* start EXCERPTED DATA *

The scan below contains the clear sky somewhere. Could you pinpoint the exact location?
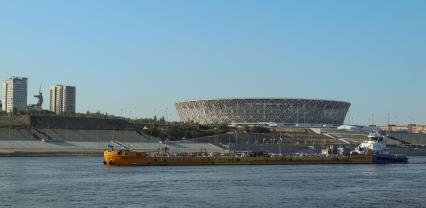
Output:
[0,0,426,124]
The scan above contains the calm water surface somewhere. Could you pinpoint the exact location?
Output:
[0,157,426,208]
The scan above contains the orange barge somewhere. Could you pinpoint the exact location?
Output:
[104,143,373,166]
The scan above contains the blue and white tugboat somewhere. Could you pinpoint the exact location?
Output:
[351,131,408,164]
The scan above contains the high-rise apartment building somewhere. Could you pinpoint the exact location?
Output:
[50,85,76,114]
[2,77,28,113]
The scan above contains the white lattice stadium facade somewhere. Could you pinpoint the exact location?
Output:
[175,99,351,125]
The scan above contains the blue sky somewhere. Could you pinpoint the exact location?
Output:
[0,0,426,124]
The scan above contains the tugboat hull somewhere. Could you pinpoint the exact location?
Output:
[373,153,408,164]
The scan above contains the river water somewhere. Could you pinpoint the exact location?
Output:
[0,157,426,208]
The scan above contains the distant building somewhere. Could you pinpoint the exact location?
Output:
[2,77,28,113]
[50,85,76,114]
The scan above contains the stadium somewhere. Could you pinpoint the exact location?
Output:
[175,98,351,126]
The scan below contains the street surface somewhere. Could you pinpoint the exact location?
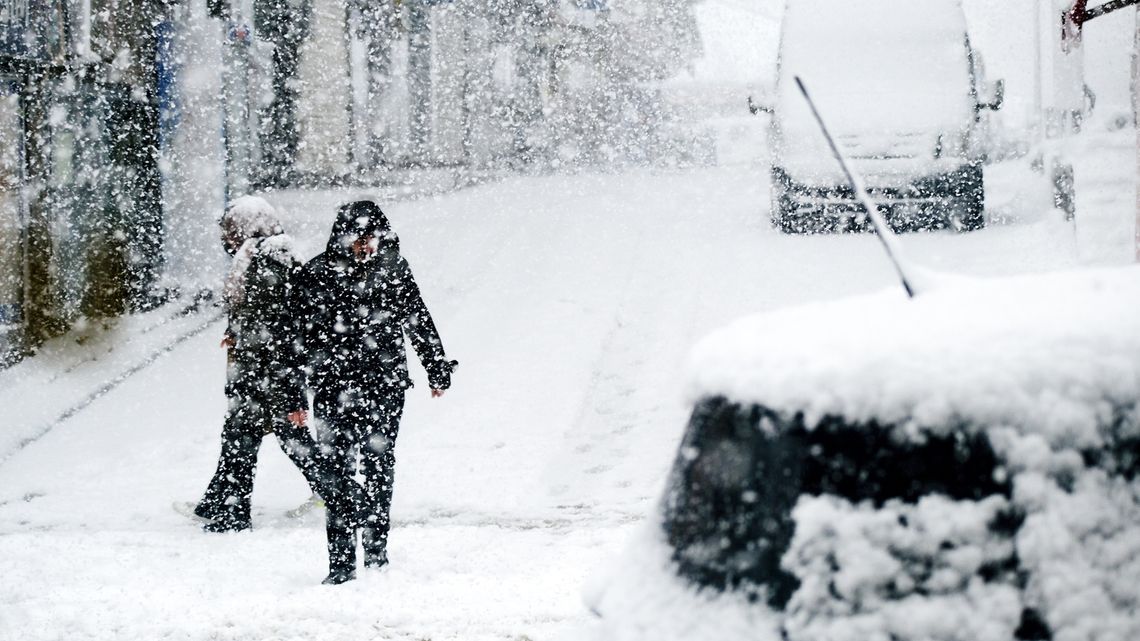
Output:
[0,133,1131,641]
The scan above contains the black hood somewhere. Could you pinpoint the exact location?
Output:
[325,201,399,260]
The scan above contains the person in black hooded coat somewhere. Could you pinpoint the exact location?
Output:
[184,196,335,532]
[296,201,457,583]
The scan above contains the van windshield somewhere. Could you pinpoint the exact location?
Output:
[780,0,972,133]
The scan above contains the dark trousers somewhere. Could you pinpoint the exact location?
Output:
[314,388,404,571]
[195,395,329,529]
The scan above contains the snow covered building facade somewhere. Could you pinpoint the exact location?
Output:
[289,0,700,180]
[0,0,170,365]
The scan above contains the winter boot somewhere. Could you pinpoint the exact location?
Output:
[320,568,356,585]
[202,517,253,533]
[360,527,388,569]
[364,547,388,570]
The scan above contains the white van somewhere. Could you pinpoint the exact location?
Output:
[770,0,1003,233]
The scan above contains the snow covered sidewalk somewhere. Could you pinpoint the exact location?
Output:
[0,167,1117,641]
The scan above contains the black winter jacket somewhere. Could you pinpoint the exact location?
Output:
[226,238,308,410]
[299,229,456,393]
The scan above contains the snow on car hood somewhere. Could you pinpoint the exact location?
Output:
[690,267,1140,455]
[665,267,1140,641]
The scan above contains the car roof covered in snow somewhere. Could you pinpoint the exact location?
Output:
[690,267,1140,448]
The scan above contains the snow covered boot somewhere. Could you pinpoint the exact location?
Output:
[320,568,356,585]
[202,517,253,533]
[364,547,388,570]
[321,517,356,585]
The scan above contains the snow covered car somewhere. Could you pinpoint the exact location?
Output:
[770,0,1003,233]
[588,267,1140,641]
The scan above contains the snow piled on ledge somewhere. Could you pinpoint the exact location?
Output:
[690,262,1140,456]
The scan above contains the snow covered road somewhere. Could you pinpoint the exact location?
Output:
[0,165,1103,641]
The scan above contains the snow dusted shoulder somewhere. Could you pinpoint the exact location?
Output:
[690,267,1140,448]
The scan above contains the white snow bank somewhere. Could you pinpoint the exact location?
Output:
[691,267,1140,453]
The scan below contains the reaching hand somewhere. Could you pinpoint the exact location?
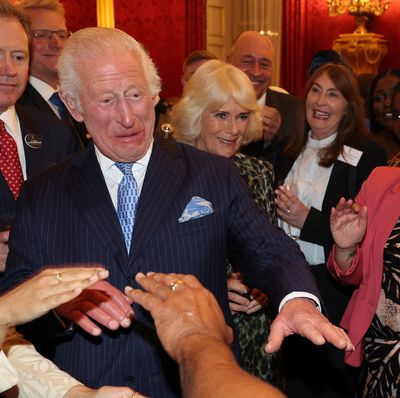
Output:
[0,266,108,326]
[0,231,10,272]
[64,385,146,398]
[262,105,282,143]
[57,281,134,336]
[275,185,310,229]
[125,273,232,362]
[265,298,354,352]
[227,273,268,315]
[330,198,367,249]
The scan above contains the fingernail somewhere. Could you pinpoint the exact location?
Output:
[92,328,101,336]
[108,321,119,330]
[121,318,131,328]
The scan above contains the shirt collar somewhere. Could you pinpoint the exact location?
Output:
[257,92,267,105]
[29,76,58,101]
[94,138,154,174]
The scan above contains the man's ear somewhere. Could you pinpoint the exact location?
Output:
[60,95,83,122]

* end EXCERPTED DATA *

WHAT THE TASK ASKS:
Rewrite all of the records above, replacing every "scan" with "image" and keeping everything else the same. Leave the pictures out of your answer.

PROBLEM SOLUTION:
The image below contains the clear sky somewhere. Could you pinpoint the exact location?
Output:
[0,0,426,124]
The image above contains the calm water surface somewhere. Could you pinpoint the exact location?
Output:
[0,157,426,208]
The image above contains the orange barge somewhere. Could you pinpoint the exact location?
Output:
[104,143,373,166]
The image above contains the blue and white tugboat somewhere. Could you pinpoint the exact location?
Output:
[351,131,408,164]
The image above contains the high-rise apartment building somewhere. Could you pinpoint the exact location?
Output:
[50,85,76,114]
[2,77,28,113]
The image above contains the white lattice stadium facade somewhere. Could you pinpoint the exact location?
Output:
[175,99,351,125]
The image above contains the blue sky somewhere. Could you pinpoint the exact location?
Output:
[0,0,426,124]
The image above contains the tugboat hull somewhere. Could you pinpoint the exact location?
Output:
[373,153,408,164]
The image above contains the river water somewhere. Could you pinpoint the exact location?
Output:
[0,157,426,208]
The image above contains the distant building somewhere. Could you pinpoint the exact location?
Output:
[2,77,28,113]
[50,85,76,114]
The image above contains the stadium somewhere. Could you pinpoint the exact location?
Output:
[175,98,351,126]
The image below contains the street surface somewhere. Could you pinpoint the exact location?
Output:
[0,133,1131,641]
The image above contains the black hood somewhere. Could you pinpoint the exact location?
Output:
[325,201,399,260]
The image above contains the person in black hooded coat somewhere. Could you pinpoint the exact location?
Output:
[184,196,335,532]
[296,201,457,583]
The image above contains the van windshield somewhere. Could you pinpoint the exact location?
Output:
[780,0,972,133]
The image above contains the dark trousers somewhere. Could you pinpoint the exact location?
Output:
[314,388,404,571]
[195,395,329,529]
The image above contains the snow covered building facade somewhere. Could you pinpoint the exact location?
Output:
[289,0,700,180]
[0,0,170,365]
The image above contains the winter boot somewhere. Could you pinpoint the exact location?
Output:
[320,568,356,585]
[202,517,253,533]
[360,527,388,569]
[364,547,388,570]
The image above contains the white van somewhere. Could you pinpoint the exact location?
Output:
[770,0,1003,233]
The image above contains the snow covered sidewalk somewhere. Could you pinpoint the exact location?
Output:
[0,167,1117,641]
The image above contains the black winter jacket somewhere. Could you pinpoint the exact location?
Output:
[226,238,308,410]
[299,229,456,393]
The image above contains the snow on car hood somewhere. Could you pinpoint the exact location?
Output:
[690,267,1140,455]
[665,267,1140,641]
The image above contains the car roof covered in snow somewhere. Could you pinpoint the exact location?
Output:
[690,267,1140,448]
The image above contains the snow covered boot somewhere. Could you pinpoint the exact location?
Output:
[320,568,356,585]
[202,517,253,533]
[364,547,388,570]
[321,517,356,585]
The image above contains the snow covered car somewhere. Could you pinpoint the exact location?
Output:
[770,0,1003,233]
[588,267,1140,641]
The image above contains the snow piled on ledge somewhere. Could you pinpoint the exact location?
Output:
[690,262,1140,456]
The image above contains the snow covered road somewhere. Could you pinpoint the exact location?
Output:
[0,165,1103,641]
The image above contains the snow dusted shoulder somewhere. Could you pinpoint the exact location?
Output:
[690,267,1140,448]
The image above contains the white snow bank somewhere. Could you pinpoint the exact location?
Output:
[691,267,1140,453]
The image below contains the reaching hand somewhere. Could you pinpoint the exact location?
Output:
[0,266,108,326]
[0,231,10,272]
[64,385,146,398]
[262,105,282,143]
[57,281,134,336]
[275,185,310,229]
[125,273,232,362]
[265,298,354,352]
[227,273,268,315]
[330,198,367,249]
The image above contains the fingernail somewhere. Could you pinpoint the exact location?
Output:
[92,328,101,336]
[108,321,119,330]
[121,318,131,328]
The image above contains the shirt collar somewhere. Could you pinpoint the exact location?
Output:
[257,92,267,105]
[29,76,58,101]
[94,138,154,174]
The image above contains the man's ear somewhere. Could you pinpoint the exact location?
Output:
[60,95,83,122]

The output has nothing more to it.